Dataset excerpts on pointing to objects
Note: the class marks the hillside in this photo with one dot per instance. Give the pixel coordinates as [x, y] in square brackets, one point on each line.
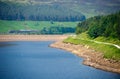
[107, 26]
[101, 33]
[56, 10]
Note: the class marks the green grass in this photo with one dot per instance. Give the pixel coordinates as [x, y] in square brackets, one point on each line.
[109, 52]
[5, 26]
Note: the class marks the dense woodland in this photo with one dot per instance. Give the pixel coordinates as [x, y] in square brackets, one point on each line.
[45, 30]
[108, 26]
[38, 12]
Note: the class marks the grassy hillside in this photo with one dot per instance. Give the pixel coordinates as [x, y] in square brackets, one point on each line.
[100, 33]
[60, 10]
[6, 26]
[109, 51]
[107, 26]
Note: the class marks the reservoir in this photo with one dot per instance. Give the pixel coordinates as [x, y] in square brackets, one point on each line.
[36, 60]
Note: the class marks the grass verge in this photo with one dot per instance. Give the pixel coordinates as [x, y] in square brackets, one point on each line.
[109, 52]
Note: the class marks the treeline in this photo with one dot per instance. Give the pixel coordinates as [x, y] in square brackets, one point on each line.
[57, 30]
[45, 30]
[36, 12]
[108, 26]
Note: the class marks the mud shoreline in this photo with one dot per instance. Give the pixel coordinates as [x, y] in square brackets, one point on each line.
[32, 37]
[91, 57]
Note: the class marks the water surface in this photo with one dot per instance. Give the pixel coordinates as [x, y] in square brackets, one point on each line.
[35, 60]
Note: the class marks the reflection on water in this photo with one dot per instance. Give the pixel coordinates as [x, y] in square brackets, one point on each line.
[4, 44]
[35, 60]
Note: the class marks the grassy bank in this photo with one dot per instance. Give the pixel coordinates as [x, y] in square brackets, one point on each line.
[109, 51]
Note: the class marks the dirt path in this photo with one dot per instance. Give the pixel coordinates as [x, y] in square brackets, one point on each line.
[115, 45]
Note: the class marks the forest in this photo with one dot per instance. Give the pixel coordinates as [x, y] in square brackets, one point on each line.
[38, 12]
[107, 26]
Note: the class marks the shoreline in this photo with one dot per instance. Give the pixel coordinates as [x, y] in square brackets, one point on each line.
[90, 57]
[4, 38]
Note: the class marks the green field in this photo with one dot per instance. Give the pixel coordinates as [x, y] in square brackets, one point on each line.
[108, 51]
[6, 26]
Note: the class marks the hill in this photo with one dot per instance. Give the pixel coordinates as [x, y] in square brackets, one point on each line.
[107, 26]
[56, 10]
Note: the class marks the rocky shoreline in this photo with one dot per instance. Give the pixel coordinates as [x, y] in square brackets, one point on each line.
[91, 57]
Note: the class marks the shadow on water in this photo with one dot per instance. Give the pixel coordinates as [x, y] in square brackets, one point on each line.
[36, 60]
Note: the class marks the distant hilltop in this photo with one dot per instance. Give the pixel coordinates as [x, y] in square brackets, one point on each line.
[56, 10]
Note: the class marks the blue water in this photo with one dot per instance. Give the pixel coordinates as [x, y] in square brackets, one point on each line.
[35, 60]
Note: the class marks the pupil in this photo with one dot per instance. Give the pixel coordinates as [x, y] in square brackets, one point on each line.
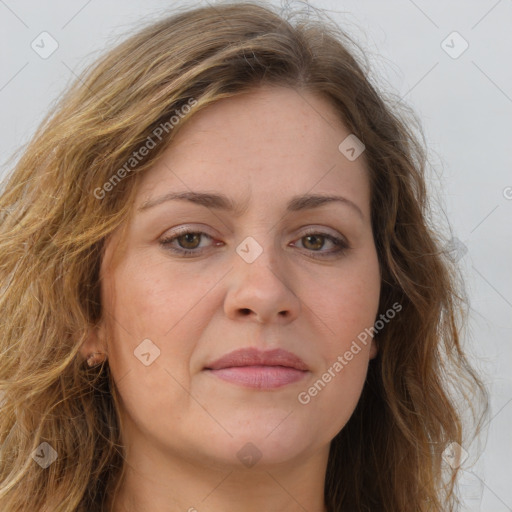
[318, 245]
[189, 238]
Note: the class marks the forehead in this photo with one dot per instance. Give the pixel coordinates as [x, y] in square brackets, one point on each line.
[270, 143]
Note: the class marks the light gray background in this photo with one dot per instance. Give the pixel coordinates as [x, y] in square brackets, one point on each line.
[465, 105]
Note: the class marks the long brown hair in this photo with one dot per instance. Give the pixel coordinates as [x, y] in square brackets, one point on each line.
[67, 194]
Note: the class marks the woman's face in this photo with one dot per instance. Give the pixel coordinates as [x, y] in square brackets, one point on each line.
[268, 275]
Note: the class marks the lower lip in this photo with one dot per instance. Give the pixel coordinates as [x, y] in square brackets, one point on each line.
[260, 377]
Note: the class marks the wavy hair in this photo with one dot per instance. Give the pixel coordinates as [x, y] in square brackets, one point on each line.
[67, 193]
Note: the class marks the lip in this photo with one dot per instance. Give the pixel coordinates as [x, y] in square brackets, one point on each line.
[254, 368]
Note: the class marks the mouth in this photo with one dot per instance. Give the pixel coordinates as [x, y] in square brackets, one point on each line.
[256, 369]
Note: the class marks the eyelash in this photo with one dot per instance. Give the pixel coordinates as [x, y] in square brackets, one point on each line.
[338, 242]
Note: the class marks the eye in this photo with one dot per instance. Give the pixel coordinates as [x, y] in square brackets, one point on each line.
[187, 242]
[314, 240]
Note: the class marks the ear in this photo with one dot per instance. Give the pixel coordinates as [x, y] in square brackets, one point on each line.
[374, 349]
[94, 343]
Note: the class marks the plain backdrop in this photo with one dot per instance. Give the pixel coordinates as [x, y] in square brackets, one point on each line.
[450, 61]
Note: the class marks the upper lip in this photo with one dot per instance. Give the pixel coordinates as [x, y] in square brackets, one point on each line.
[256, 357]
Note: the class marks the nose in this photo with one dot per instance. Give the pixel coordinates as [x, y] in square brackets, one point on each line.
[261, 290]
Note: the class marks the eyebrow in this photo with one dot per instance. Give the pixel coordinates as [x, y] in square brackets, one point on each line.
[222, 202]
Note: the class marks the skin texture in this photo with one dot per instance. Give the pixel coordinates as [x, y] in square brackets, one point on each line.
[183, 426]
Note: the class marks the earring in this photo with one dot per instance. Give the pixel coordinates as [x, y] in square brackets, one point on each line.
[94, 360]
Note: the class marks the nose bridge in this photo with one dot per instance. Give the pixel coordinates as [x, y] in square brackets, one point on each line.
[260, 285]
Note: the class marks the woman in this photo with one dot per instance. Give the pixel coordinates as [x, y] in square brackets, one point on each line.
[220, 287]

...

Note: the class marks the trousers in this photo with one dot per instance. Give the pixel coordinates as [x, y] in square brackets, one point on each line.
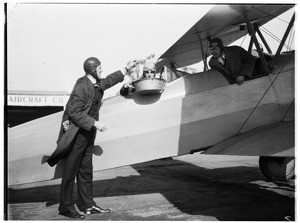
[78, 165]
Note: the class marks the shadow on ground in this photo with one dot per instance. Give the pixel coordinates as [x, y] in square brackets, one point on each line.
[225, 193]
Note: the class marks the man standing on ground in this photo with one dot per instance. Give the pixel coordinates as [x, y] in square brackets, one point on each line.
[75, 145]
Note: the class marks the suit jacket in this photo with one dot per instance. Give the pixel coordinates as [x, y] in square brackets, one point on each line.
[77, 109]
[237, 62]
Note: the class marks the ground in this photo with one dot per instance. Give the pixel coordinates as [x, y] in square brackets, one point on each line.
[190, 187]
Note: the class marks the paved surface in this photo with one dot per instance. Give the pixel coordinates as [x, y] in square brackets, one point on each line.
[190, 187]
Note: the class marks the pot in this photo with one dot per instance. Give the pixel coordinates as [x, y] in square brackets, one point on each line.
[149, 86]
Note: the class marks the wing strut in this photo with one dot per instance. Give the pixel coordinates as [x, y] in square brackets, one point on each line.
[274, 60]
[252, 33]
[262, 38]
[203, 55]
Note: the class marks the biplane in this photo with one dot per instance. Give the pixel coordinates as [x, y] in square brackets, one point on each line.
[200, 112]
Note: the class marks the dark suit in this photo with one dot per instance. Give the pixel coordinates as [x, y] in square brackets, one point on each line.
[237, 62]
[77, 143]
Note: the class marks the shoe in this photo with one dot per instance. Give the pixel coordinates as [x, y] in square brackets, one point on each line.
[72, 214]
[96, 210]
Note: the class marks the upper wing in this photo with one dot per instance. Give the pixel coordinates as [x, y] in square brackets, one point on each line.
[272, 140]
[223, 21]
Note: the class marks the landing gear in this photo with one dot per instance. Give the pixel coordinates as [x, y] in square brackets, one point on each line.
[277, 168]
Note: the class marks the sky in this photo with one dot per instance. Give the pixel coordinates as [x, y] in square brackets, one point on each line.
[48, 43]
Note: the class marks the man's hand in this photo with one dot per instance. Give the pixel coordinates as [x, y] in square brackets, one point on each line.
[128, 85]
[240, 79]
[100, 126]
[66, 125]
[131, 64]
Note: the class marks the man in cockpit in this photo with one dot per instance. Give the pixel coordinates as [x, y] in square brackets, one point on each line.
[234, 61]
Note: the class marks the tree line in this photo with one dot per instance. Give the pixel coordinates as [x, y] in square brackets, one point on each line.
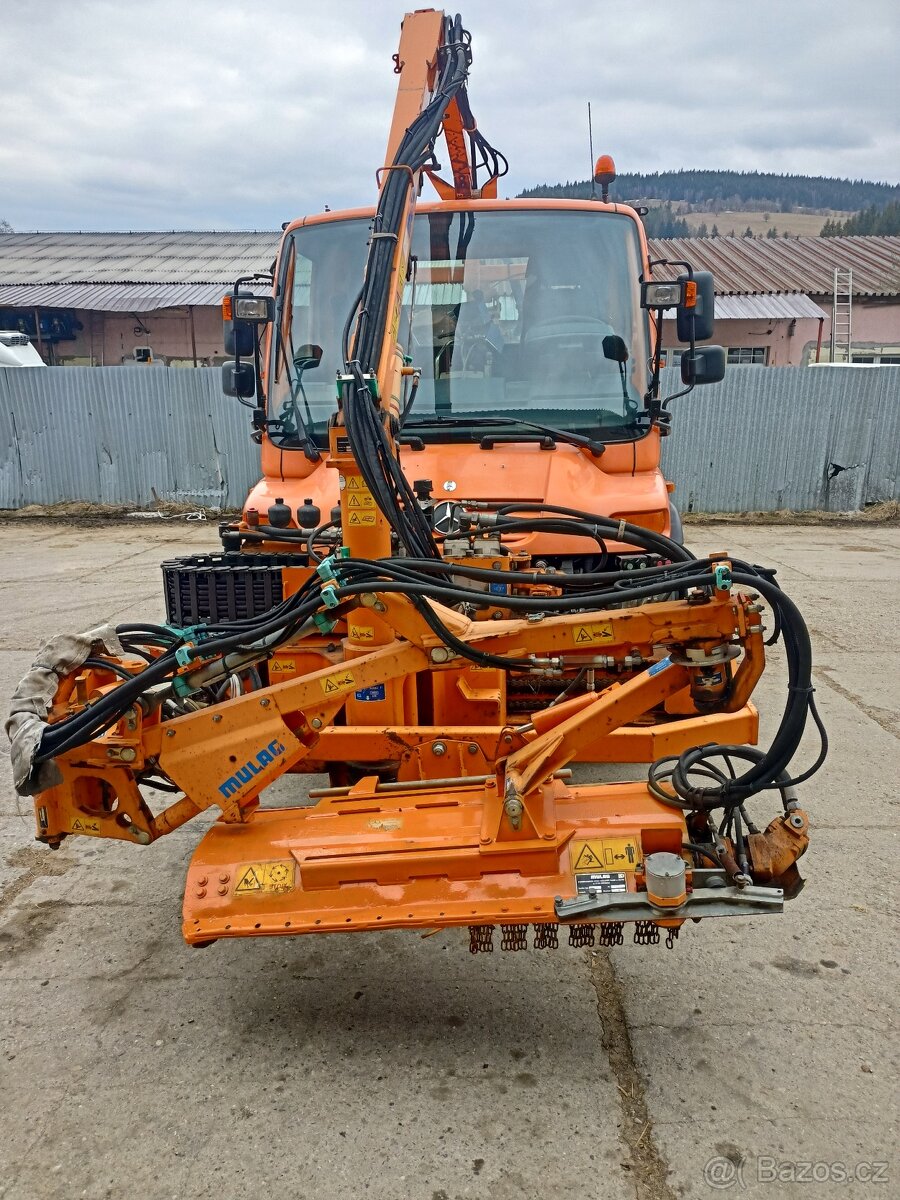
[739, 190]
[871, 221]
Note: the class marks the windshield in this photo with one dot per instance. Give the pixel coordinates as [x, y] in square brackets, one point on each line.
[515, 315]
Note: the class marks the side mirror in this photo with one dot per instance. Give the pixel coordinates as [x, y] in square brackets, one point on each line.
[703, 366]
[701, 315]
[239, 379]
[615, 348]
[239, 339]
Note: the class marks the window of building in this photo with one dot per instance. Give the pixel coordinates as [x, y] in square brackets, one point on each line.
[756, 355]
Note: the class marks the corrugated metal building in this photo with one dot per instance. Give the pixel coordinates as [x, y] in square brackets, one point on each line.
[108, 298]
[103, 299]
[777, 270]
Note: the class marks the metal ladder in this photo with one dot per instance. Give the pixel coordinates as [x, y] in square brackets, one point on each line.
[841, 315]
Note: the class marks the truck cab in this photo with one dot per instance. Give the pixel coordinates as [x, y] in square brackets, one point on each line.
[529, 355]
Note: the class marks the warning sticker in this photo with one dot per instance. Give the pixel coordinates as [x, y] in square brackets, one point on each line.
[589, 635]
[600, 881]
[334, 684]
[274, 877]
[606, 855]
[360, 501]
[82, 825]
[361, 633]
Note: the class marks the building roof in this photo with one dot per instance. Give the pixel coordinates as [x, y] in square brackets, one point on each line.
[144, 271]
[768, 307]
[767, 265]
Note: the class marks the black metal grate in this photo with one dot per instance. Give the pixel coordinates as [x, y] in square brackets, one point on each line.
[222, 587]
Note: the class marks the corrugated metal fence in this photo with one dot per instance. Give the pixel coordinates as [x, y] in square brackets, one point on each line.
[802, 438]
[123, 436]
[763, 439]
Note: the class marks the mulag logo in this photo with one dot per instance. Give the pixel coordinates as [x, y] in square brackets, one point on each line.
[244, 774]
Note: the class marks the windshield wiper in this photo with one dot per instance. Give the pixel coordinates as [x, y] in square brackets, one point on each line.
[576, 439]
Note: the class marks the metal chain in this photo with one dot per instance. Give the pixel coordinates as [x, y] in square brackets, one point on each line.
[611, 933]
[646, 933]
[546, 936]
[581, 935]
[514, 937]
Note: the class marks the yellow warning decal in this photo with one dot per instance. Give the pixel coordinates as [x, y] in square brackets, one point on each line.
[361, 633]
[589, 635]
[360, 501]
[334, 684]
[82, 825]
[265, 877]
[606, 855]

● WHAT IS BEING ASKED:
Which lines in the data above contain the word "nose"? List each of them in full.

● OUTPUT FOR THIS EXERCISE:
Note: the class marks the nose in this photo with one dot per instance. Give the pixel coordinates as [x, y] in square brackets, one point on each line.
Note: the class marks the nose bridge in this photo with one dot per instance. Give the pixel coordinates as [x, y] in square brackets, one point on each line.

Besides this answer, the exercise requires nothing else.